**WORK INSTRUCTIONS:**
Please write the next part of the forum post about Salesforce custom fields that the Bulk API cannot find, starting right after its final line.

**PAGE:**
◆ ◆ ◆ ◆ ◆
Why can't I update these custom fields in Salesforce?

Greetings,
Well I am bewildered. I have been tasked with updating a PHP script that uses the BulkAPI to upsert some data into the Opportunity entity.
This is all going well except that the Bulk API is returning this error for some clearly defined custom fields:
InvalidBatch : Field name not found : cv__Acknowledged__c
And similar.
I thought I finally found the problem when I discovered the WSDL version I was using was quite old (Partner WSDL). So I promptly regenerated the WSDL. Only problem? Enterprise, Partner, etc....all of them...do not include these fields. They're all coming from the Common Ground package and start with cv_
I even tried to find them in the object explorer in Workbench as well as the schema explorer in Force.com IDE.
So, please...lend me your experience. How can I update these values?
Thanks in advance!
◆ ◆ ◆ ◆ ◆
**RAW DATA:**

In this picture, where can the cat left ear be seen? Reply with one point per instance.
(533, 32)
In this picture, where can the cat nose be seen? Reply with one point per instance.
◆ ◆ ◆ ◆ ◆
**TASK RESULT:**
Clif
Screenshots to prove I have the correct access:
EDIT -- Here is my code:
require_once 'soapclient/SforcePartnerClient.php';
require_once 'BulkApiClient.php';
$mySforceConnection = new SforcePartnerClient();
$mySoapClient = $mySforceConnection->createConnection(APP.'plugins'.DS.'salesforce_bulk_api_client'.DS.'vendors'.DS.'soapclient'.DS.'partner.wsdl.xml');
$mylogin = $mySforceConnection->login('redacted#redacted.com', 'redactedSessionredactedPassword');
$myBulkApiConnection = new BulkApiClient($mylogin->serverUrl, $mylogin->sessionId);
$job = new JobInfo();
$job->setObject('Opportunity');
$job->setOpertion('upsert');
$job->setContentType('CSV');
$job->setConcurrencyMode('Parallel');
$job->setExternalIdFieldName('Id');
$job = $myBulkApiConnection->createJob($job);
$batch = $myBulkApiConnection->createBatch($job, $insert);
$myBulkApiConnection->updateJobState($job->getId(), 'Closed');
$times = 1;
while($batch->getState() == 'Queued' || $batch->getState() == 'InProgress')
{
$batch = $myBulkApiConnection->getBatchInfo($job->getId(), $batch->getId());
sleep(pow(1.5, $times++));
}
$batchResults = $myBulkApiConnection->getBatchResults($job->getId(), $batch->getId());
echo "Number of records processed: " . $batch->getNumberRecordsProcessed() . "\n";
echo "Number of records failed: " . $batch->getNumberRecordsFailed() . "\n";
echo "stateMessage: " . $batch->getStateMessage() . "\n";
if($batch->getNumberRecordsFailed() > 0 || $batch->getNumberRecordsFailed() == $batch->getNumberRecordsProcessed())
{
echo "Failures detected. Batch results:\n".$batchResults."\nEnd batch.\n";
}
And lastly, an example of the CSV data being sent:
"Id","AccountId","Amount","CampaignId","CloseDate","Name","OwnerId","RecordTypeId","StageName","Type","cv__Acknowledged__c","cv__Payment_Type__c","ER_Acknowledgment_Type__c"
"#N/A","0018000000nH16fAAC","100.00","70180000000nktJ","2010-10-29","Gary Smith $100.00 Single Donation 10/29/2010","00580000001jWnq","01280000000F7c7AAC","Received","Individual Gift","Not Acknowledged","Credit Card","Email"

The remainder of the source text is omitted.